GIVEN TEXT:
— START —

This invention relates to drying plastics and in particular to drying thermoplastic polymeric materials in particulate, particularly granular, form.

Many plastic materials, such as ABS resins and polycarbonates are relatively hygroscopic and absorb appreciable quantities of water from the atmosphere. Prior to melt fabrication it is often necessary to dry the plastic as the presence of absorbed water gives rise to defects, e.g. blemishes, in the fabricated article. This is particularly the case in injection moulding fabrication techniques. For example ABS resins often contain about 0.3 - 0.4% by weight of absorbed water and, to avoid defects in an injection moulded article, it is desirable that the moisture level is reduced to below 0.15% by weight, and, preferably, to below 0.10% by weight.

Such plastic materials are conventionally dried by blowing a stream of heated air through a bed of the particulate polymer. The minimum time required to effect drying is determined by the rate of diffusion of the water out of the granules to the surface thereof. To minimise drying times it is desirable to heat the air, and hence the polymer particles, to as high a temperature as possible. However if heated to a too high temperature, the polymer particles begin to soften and stick together. The temperature at which sticking occurs can be established by heating some of the polymer particles in a sample tube in an accurately controlled oven and, after allowing the particles to achieve the oven temperature, tipping the particles out of the tube and observing whether any of the particles have stuck together. This is repeated at gradually increasing oven temperatures until the temperature at which sticking first occurs is found. For example most ABS resins have sticking temperatures within the range 90.degree.-95.degree. C, the precise temperature depending on the particular grade of ABS resin utilised.

— END —

RECORDED INFORMATION:
— START —

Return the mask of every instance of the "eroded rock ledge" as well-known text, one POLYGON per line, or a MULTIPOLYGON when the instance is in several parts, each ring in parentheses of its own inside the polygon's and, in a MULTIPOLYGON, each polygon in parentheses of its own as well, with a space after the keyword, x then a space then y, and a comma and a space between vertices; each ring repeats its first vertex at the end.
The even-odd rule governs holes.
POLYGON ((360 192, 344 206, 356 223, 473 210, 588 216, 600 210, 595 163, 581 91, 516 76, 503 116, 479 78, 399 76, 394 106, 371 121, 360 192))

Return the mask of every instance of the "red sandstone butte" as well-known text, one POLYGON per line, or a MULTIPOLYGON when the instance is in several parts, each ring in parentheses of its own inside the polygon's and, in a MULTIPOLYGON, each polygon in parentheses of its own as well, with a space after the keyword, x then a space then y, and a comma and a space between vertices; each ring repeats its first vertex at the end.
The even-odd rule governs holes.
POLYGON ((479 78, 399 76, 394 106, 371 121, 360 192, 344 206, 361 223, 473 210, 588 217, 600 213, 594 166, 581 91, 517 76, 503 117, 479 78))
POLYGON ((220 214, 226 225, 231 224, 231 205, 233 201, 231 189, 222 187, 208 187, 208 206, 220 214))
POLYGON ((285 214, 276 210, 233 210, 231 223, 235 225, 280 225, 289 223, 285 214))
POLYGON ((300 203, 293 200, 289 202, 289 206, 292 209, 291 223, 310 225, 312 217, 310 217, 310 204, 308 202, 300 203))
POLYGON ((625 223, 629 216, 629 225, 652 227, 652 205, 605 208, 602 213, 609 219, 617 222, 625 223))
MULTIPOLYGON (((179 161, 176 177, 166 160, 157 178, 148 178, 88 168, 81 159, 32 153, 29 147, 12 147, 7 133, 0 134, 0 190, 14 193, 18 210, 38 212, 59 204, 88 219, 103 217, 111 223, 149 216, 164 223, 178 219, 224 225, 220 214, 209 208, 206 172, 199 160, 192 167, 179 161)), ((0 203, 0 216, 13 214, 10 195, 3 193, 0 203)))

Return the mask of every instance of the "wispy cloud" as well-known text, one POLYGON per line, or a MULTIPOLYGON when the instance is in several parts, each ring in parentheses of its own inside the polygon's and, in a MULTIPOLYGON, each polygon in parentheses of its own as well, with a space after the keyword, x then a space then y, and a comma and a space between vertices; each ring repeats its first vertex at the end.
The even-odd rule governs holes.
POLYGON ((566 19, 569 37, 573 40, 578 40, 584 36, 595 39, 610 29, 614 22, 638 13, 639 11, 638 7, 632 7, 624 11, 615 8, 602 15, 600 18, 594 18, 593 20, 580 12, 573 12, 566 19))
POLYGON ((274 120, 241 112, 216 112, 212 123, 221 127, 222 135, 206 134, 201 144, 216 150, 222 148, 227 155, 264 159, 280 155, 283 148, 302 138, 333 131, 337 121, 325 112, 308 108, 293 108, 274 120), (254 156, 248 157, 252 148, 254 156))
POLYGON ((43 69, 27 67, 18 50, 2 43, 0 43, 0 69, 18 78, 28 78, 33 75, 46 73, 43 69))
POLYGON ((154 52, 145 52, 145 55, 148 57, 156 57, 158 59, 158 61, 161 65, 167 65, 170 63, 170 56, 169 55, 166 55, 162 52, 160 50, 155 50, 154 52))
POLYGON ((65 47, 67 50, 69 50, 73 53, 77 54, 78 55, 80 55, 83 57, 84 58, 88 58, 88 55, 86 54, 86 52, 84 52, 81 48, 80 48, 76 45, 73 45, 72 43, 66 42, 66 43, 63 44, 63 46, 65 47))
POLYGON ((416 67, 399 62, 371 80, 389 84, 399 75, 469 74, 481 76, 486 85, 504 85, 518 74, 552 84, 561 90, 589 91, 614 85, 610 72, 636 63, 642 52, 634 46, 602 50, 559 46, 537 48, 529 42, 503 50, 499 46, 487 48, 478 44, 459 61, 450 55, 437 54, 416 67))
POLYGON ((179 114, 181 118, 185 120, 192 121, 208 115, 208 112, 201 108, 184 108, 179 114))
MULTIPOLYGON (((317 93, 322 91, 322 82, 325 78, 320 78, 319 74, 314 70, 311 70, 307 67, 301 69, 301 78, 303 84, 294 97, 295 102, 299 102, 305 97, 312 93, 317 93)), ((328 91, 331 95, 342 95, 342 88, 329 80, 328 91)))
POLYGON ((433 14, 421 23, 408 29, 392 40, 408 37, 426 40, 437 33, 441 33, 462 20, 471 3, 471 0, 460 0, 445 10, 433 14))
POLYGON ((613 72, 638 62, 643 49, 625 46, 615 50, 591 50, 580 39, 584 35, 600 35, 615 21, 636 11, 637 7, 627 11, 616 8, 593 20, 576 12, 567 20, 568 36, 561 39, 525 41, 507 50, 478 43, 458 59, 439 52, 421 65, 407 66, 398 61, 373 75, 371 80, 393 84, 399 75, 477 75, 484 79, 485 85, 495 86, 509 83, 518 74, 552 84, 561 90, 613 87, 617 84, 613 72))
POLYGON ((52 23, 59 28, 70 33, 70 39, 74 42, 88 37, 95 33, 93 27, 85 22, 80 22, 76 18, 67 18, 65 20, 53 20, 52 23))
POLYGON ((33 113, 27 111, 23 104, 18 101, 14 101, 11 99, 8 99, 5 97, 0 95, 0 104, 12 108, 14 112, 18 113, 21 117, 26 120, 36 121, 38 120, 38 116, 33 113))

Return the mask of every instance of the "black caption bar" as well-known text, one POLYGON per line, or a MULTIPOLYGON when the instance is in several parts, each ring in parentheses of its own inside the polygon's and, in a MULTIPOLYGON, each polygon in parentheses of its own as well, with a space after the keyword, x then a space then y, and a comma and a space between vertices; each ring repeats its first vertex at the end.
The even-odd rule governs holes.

— END —
— START —

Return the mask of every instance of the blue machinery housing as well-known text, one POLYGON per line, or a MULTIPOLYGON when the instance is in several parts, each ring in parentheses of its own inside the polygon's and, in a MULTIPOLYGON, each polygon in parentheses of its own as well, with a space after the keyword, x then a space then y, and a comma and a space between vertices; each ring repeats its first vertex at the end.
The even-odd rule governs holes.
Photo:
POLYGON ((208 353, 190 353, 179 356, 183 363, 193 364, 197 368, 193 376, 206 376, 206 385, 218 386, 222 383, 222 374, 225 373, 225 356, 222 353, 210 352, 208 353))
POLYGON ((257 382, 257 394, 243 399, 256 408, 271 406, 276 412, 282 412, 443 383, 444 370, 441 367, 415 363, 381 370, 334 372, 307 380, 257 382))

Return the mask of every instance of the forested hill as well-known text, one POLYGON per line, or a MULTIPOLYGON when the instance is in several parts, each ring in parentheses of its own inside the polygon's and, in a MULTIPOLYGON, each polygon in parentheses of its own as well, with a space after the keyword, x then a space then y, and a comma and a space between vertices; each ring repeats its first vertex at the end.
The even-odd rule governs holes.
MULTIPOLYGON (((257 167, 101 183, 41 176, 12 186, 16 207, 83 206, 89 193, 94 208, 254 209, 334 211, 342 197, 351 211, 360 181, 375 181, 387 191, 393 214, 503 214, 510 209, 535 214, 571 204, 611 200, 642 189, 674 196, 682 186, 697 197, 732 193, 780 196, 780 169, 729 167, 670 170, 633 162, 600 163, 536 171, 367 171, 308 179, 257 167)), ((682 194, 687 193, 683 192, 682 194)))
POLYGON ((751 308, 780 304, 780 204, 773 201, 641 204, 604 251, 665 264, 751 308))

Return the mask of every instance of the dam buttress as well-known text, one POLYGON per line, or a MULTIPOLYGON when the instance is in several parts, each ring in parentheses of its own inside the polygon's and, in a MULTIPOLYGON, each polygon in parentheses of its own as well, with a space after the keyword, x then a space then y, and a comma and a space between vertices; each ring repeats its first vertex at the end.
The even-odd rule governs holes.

— END —

WHAT YOU WILL DO:
[1] Retype the passage on drying plastics word for word, starting at "This invention relates" and ending at "0.10% by weight.".
[2] Please echo the lines of the listing, starting at the line that contains "Return the mask of every instance of the blue" and ending at the line that contains "POLYGON ((257 382, 257", with both of those lines included.

SOLUTIONS TO THE EXERCISE:
[1]
This invention relates to drying plastics and in particular to drying thermoplastic polymeric materials in particulate, particularly granular, form.

Many plastic materials, such as ABS resins and polycarbonates are relatively hygroscopic and absorb appreciable quantities of water from the atmosphere. Prior to melt fabrication it is often necessary to dry the plastic as the presence of absorbed water gives rise to defects, e.g. blemishes, in the fabricated article. This is particularly the case in injection moulding fabrication techniques. For example ABS resins often contain about 0.3 - 0.4% by weight of absorbed water and, to avoid defects in an injection moulded article, it is desirable that the moisture level is reduced to below 0.15% by weight, and, preferably, to below 0.10% by weight.

[2]
Return the mask of every instance of the blue machinery housing as well-known text, one POLYGON per line, or a MULTIPOLYGON when the instance is in several parts, each ring in parentheses of its own inside the polygon's and, in a MULTIPOLYGON, each polygon in parentheses of its own as well, with a space after the keyword, x then a space then y, and a comma and a space between vertices; each ring repeats its first vertex at the end.
The even-odd rule governs holes.
Photo:
POLYGON ((208 353, 190 353, 179 356, 183 363, 193 364, 197 368, 193 376, 206 376, 206 385, 218 386, 222 383, 222 374, 225 373, 225 356, 222 353, 210 352, 208 353))
POLYGON ((257 382, 257 394, 243 399, 256 408, 271 406, 276 412, 282 412, 443 383, 444 370, 441 367, 415 363, 381 370, 334 372, 307 380, 257 382))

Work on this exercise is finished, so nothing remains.